## WORK TO COMPLETE
Set all the entries down once more, with nothing altered.
***** WORKING DATA
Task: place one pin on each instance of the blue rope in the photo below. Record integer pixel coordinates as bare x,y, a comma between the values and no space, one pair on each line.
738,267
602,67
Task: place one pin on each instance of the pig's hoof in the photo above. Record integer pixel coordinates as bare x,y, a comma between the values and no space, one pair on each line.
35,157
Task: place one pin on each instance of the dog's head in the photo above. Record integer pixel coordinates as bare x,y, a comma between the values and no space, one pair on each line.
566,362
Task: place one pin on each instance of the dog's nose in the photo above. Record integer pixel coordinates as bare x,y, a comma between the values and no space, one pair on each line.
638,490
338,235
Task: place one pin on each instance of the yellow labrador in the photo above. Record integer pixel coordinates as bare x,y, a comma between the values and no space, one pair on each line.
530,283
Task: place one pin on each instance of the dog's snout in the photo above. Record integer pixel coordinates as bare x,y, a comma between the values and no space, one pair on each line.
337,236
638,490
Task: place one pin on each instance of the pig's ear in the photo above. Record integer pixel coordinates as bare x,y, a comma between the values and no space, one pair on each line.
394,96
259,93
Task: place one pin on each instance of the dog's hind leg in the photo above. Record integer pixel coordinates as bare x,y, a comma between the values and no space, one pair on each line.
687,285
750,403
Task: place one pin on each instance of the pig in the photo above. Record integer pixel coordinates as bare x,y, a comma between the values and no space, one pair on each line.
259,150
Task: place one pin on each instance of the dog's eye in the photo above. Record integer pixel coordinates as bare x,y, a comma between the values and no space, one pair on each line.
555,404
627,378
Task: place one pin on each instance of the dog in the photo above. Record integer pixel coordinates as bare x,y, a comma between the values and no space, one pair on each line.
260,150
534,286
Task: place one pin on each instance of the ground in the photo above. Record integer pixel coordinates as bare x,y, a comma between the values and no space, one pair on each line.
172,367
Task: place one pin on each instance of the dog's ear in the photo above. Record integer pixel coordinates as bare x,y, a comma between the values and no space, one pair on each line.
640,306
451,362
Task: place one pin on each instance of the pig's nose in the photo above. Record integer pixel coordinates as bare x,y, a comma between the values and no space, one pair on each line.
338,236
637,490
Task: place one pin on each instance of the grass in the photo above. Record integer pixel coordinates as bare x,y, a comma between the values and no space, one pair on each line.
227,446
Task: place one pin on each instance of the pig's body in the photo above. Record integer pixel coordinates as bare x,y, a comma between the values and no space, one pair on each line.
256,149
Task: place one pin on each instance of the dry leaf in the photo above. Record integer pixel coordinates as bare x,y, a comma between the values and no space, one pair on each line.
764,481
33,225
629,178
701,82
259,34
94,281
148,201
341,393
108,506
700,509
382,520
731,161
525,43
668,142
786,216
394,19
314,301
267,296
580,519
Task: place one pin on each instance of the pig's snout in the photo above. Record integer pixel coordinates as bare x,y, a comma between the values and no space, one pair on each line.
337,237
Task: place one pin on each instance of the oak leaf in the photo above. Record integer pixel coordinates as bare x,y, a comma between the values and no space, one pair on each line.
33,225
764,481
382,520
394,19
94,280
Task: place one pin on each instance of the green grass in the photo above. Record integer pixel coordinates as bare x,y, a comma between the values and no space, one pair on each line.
**********
## SOLUTION TO THIS PROBLEM
Task: place one pin on each instance of the blue rope in the photo below. Record integer pixel coordinates as bare x,y, a comma between the values and no space, one pair on each line.
738,267
602,67
Task: place one pin on each instance of the pig's hoof in the photo above. Record integer pixel coordinates as bare x,y, a comma between the values and no space, one pair on each line.
35,157
Task: place one pin on each instance of the dog's head in the photo above. Record integer pixel coordinates as bare x,y, a comma between the values and no space, one pair on each line.
566,362
Task: place one pin on each instance of the dog's nose in the photo above. Record integer pixel coordinates as bare x,y, a comma between the values and no space, one pair on each line.
638,490
338,235
Task: place one pin on each instance of the yellow labrador in the photo above. Record integer pixel coordinates as bare x,y, a comma between the values and no space, one pair on each line.
530,283
Task: place one pin on each instance of the dog's snout in the photo above. Record integer pixel coordinates as bare x,y, a comma between the values and no space, one pair on each line.
337,236
638,490
Task: place one pin on each instance of the pig's ear in the photo above. Record integer pixel coordinates as bare x,y, a comma between the values and no space, one pair on each line.
394,96
259,93
Task: place one pin on each instance of the dog's hind leg in the photo above. Record integer pixel coordinates as bare x,y, a comma between the values and no space, one pair on each line.
687,285
750,403
Task: place one pin on each instance of the pig in the photo above. Record integer pixel coordinates as bare x,y, a comma between the values and no space, one pair on each line.
259,150
Task: place one pin on each instance of the dog's eye in the photo above. Record integer pixel coordinates as bare x,y, a comma between the values and no space, one pair on each line.
555,404
627,378
Task: place one pin on each instance of the dog in the photo above. Record integer pixel coordinates as bare x,y, a comma between the values and no space, one pair on each line.
260,150
534,286
Task: place one pin on each instance of the ground in the photo above. Record integer pixel coordinates as bare x,y, a comma between the values and no space, one pair on each line.
172,367
Task: place one pin on each instance of the dog's ear in the photo above. Record integer pixel coordinates as bare x,y, a comma between the values and no space, one pair on each line.
640,306
451,362
Task: place one pin on each instance of the pig's nose in the photo above. Record integer pixel coordinates as bare x,y, a comma between the values and no space, one pair on each line.
338,236
637,490
Task: place one pin on each instance of the grass in the photo above. Record integer pixel coordinates as bare x,y, a comma between the values and no space, one pair on each line.
227,446
Task: place one pin on each instance of the pig's body in the photo above. Record integer pixel coordinates as bare x,y, a comma between the values and no space, one pair on each line.
256,149
Task: place one pin on each instance of the dry leaf in the photo above. Record integer pixel coordinates as bare x,y, a comma between the values and no space, one pair on each line.
764,481
33,225
629,178
701,82
259,34
94,281
148,201
341,393
108,506
700,509
382,520
731,161
525,43
668,142
786,216
394,19
314,301
267,296
580,519
Task: place one pin on each instance of the pig's snout in the photo above. Record integer pixel coordinates as bare x,y, a comma between the values and no space, one pair on each line.
337,237
Task: place one pin on each instance of the oak leaf in the photo above. Record integer pixel coordinates as bare x,y, a comma between the values and no space, one pair on each line.
33,225
764,481
382,520
394,19
94,280
Task: place one pin on each instance of the green grass in the photo above. Record integer pixel coordinates as bare x,y, a comma between the values and no space, one pair on each line.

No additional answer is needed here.